*** Exercise material

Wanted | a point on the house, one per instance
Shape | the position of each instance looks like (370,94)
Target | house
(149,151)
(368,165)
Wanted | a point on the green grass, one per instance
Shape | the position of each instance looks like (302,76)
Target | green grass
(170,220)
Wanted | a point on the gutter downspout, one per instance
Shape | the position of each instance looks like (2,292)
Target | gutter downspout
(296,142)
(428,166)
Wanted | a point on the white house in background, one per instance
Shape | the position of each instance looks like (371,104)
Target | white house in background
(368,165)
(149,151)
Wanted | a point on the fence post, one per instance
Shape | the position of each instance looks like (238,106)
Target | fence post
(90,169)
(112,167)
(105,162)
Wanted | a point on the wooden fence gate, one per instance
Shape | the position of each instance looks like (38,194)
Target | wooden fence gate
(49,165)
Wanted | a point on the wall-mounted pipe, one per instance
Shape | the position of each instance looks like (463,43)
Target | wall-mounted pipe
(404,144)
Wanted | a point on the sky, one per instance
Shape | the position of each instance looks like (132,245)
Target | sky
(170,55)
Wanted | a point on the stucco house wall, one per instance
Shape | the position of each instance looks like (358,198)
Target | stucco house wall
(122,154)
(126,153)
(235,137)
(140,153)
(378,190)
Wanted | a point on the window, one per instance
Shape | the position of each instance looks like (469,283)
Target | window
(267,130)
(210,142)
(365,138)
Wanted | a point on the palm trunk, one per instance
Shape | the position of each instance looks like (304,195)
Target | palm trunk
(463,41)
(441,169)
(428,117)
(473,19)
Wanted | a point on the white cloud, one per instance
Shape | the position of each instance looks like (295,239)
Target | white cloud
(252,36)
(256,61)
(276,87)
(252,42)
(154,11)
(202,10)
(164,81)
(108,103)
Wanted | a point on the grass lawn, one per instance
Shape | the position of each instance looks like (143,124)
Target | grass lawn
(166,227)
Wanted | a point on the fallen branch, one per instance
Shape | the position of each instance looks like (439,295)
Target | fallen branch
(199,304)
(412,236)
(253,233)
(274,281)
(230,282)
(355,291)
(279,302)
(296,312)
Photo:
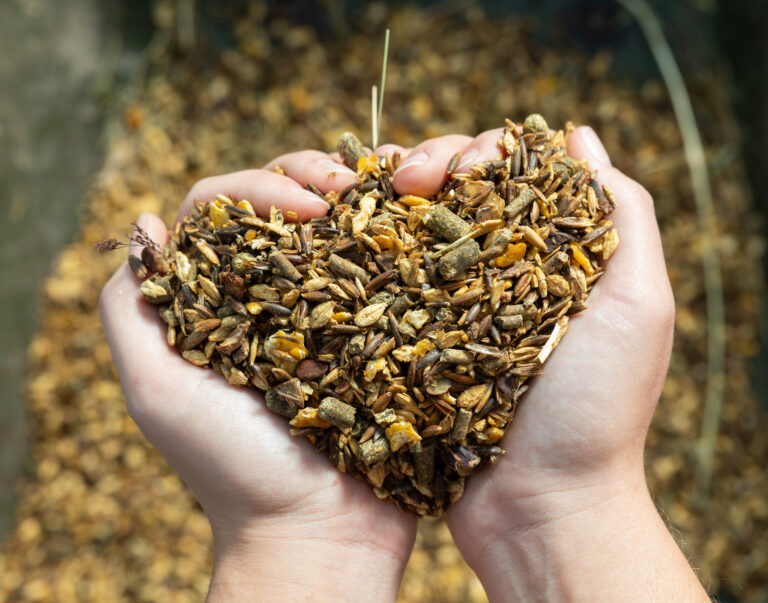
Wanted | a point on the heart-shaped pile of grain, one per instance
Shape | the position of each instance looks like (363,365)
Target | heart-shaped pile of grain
(398,333)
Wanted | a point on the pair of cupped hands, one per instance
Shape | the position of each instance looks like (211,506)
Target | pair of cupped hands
(565,512)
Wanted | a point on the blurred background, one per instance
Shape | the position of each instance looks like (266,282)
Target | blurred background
(109,109)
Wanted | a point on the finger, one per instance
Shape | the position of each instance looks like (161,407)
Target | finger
(635,288)
(484,147)
(424,171)
(135,335)
(315,168)
(263,189)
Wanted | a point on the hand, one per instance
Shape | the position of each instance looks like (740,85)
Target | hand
(566,512)
(286,524)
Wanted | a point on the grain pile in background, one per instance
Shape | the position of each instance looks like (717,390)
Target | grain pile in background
(102,517)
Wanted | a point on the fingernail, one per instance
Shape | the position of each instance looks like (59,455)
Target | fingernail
(594,145)
(467,160)
(143,220)
(413,161)
(334,168)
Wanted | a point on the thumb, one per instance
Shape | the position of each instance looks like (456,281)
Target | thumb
(636,275)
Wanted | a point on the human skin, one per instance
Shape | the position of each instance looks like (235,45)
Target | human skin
(565,514)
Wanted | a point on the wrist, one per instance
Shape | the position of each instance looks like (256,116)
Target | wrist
(275,561)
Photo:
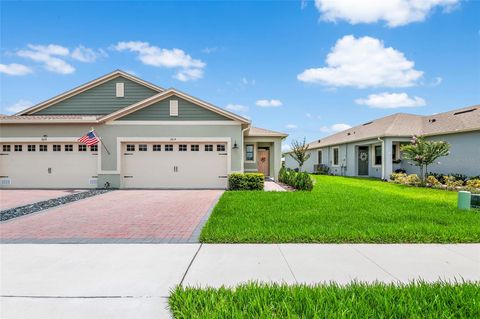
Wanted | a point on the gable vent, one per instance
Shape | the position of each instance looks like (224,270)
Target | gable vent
(463,112)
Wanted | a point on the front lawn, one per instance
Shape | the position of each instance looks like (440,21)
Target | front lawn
(416,300)
(342,210)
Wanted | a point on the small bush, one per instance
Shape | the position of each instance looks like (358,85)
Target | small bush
(247,181)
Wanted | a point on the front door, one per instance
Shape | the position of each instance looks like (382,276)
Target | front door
(264,162)
(363,160)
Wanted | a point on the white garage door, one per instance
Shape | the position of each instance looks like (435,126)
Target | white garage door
(48,165)
(174,165)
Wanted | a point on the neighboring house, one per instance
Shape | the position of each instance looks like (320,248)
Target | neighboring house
(373,148)
(152,138)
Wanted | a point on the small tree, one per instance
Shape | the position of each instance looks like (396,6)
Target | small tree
(424,153)
(299,152)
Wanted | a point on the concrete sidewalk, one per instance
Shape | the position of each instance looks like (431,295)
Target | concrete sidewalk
(133,281)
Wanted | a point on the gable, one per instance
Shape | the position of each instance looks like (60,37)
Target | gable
(101,99)
(187,111)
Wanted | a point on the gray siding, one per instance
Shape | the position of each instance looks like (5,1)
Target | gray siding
(187,111)
(100,100)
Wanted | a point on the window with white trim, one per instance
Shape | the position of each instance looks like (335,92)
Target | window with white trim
(173,107)
(120,89)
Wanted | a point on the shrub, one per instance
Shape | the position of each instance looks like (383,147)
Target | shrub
(247,181)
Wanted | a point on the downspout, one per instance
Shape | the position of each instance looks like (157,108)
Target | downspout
(241,148)
(383,160)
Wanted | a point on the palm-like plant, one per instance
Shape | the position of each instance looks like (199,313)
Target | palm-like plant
(424,153)
(299,152)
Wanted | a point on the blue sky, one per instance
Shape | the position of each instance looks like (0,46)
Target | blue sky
(305,68)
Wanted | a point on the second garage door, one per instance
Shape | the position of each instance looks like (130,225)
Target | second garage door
(174,165)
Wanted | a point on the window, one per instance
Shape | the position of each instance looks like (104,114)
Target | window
(173,107)
(377,156)
(335,156)
(120,89)
(249,155)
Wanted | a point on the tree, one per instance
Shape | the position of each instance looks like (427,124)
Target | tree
(300,152)
(424,153)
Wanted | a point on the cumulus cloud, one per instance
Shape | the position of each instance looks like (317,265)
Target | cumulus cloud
(15,69)
(189,68)
(335,128)
(18,106)
(269,103)
(51,56)
(391,101)
(236,108)
(394,12)
(363,62)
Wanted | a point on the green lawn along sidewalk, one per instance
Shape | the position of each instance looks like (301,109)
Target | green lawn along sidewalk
(357,300)
(342,210)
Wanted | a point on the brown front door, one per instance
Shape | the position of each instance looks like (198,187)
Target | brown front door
(263,162)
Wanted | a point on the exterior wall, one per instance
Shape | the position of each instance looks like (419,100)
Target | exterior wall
(187,111)
(100,100)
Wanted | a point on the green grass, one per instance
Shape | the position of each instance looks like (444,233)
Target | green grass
(342,210)
(416,300)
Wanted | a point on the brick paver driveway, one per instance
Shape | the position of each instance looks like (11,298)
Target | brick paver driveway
(119,216)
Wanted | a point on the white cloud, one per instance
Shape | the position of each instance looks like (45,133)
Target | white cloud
(363,62)
(15,69)
(391,101)
(49,56)
(237,108)
(18,106)
(87,55)
(335,128)
(190,69)
(269,103)
(394,12)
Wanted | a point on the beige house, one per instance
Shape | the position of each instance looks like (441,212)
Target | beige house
(151,137)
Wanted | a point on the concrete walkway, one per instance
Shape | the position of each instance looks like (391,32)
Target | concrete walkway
(134,281)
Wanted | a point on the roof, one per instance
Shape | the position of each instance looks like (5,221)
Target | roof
(260,132)
(406,125)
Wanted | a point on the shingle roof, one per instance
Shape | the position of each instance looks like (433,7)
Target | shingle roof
(257,131)
(406,125)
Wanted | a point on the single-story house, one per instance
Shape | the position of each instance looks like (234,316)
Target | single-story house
(373,148)
(151,137)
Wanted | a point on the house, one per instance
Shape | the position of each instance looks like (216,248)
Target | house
(151,137)
(373,148)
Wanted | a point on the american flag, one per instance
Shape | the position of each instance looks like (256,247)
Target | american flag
(89,139)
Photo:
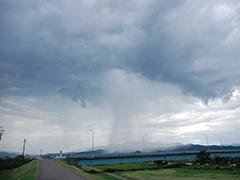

******

# Instruction
Identify every line in the material above that contains the word "human", and copy each such line in full.

# Task result
Wanted | a point on the human skin, one per instance
Target | human skin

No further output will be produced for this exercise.